**Short problem:**
Reproduce every line of the records below without any changes, but leave the pictures out.

───── Given information ─────

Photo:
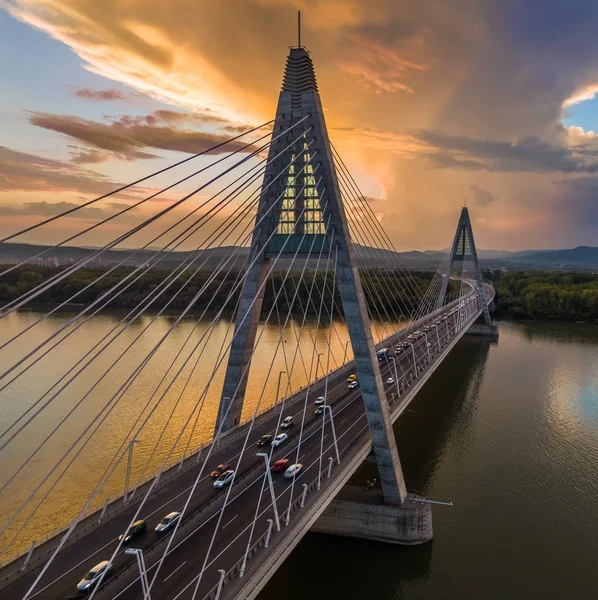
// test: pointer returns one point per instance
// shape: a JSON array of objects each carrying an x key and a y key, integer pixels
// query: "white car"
[
  {"x": 280, "y": 439},
  {"x": 293, "y": 470},
  {"x": 93, "y": 576},
  {"x": 168, "y": 522},
  {"x": 224, "y": 479}
]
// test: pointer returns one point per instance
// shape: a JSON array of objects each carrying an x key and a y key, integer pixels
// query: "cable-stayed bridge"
[{"x": 318, "y": 334}]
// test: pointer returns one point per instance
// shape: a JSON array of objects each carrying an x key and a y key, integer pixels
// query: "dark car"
[
  {"x": 219, "y": 470},
  {"x": 280, "y": 465},
  {"x": 265, "y": 440},
  {"x": 138, "y": 528}
]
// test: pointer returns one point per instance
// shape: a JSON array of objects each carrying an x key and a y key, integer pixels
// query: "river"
[{"x": 509, "y": 433}]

─────

**Written reply:**
Photo:
// test: pointer returns one point per instance
// shape: a JSON array of objects each carrying an x key and a y key, integer pixels
// query: "white car"
[
  {"x": 280, "y": 439},
  {"x": 293, "y": 470},
  {"x": 93, "y": 576},
  {"x": 168, "y": 522},
  {"x": 224, "y": 479}
]
// test: pointer returns one point per instance
// shape: a JSON array of objects each carrying an x key and a y key, integer pixels
// query: "cable-stayed bridge"
[{"x": 318, "y": 334}]
// test: pointer returns one point per instance
// shape: a JSON array of objects each carrying an x key and a y key, integer pixels
// query: "dark car"
[
  {"x": 219, "y": 470},
  {"x": 280, "y": 465},
  {"x": 265, "y": 440},
  {"x": 138, "y": 528}
]
// test: pointer returns one point per instance
// shape: a JSON array of objects each carrying an x key and a y key, integer pixels
// query: "river"
[{"x": 509, "y": 433}]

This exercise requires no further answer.